• _OBJECTIVE 1_
Reproduce the listing below line for line, keeping every character unchanged.

• _READING TEXT_
** Begin **

The value of n in : `MnO_(4)^(-)+8H^(+)+n erarr Mn^(2+)+4H_(2)O` is

To find the value of \( n \) in the redox reaction: \[ \text{MnO}_4^{-} + 8\text{H}^{+} + n \rightarrow \text{Mn}^{2+} + 4\text{H}_2\text{O} \] we will follow these steps: ### Step 1: Determine the oxidation states - In \(\text{MnO}_4^{-}\), manganese (Mn) has an oxidation state of +7. - In \(\text{Mn}^{2+}\), manganese has an oxidation state of +2. ### Step 2: Calculate the change in oxidation state - The change in oxidation state for manganese is from +7 to +2, which means it is reduced by 5 units. ### Step 3: Write the half-reaction - The half-reaction can be written as: \[ \text{MnO}_4^{-} + 8\text{H}^{+} + n \text{e}^{-} \rightarrow \text{Mn}^{2+} + 4\text{H}_2\text{O} \] ### Step 4: Balance the charges - On the left side, the total charge is: - From \(\text{MnO}_4^{-}\): -1 - From \(8\text{H}^{+}\): +8 - From \(n\) electrons: -n - Therefore, the total charge on the left side is: \[ -1 + 8 - n = 7 - n \] - On the right side, the total charge is: - From \(\text{Mn}^{2+}\): +2 - From \(4\text{H}_2\text{O}\): 0 - Therefore, the total charge on the right side is: \[ +2 \] ### Step 5: Set the charges equal - Set the total charge on both sides equal to each other: \[ 7 - n = 2 \] ### Step 6: Solve for \( n \) - Rearranging the equation gives: \[ n = 7 - 2 \] \[ n = 5 \] ### Conclusion The value of \( n \) is \( 5 \). ---

** End **

• _DATA TO USE_
** Begin **

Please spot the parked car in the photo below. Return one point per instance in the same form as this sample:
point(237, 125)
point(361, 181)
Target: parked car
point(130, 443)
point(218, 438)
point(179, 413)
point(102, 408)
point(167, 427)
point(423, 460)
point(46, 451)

** End **

• _OBJECTIVE 2_
In the permanganate worked solution, why does the total charge on the left side come out as 7 − n?

• _REPLY 1_
Please spot the parked car in the photo below. Return one point per instance in the same form as this sample:
point(237, 125)
point(361, 181)
Target: parked car
point(130, 443)
point(218, 438)
point(179, 413)
point(102, 408)
point(167, 427)
point(423, 460)
point(46, 451)

• _REPLY 2_
The charges on the left side are added together. MnO₄⁻ contributes −1, the 8 H⁺ ions contribute +8, and the n electrons contribute −n. That gives −1 + 8 − n = 7 − n.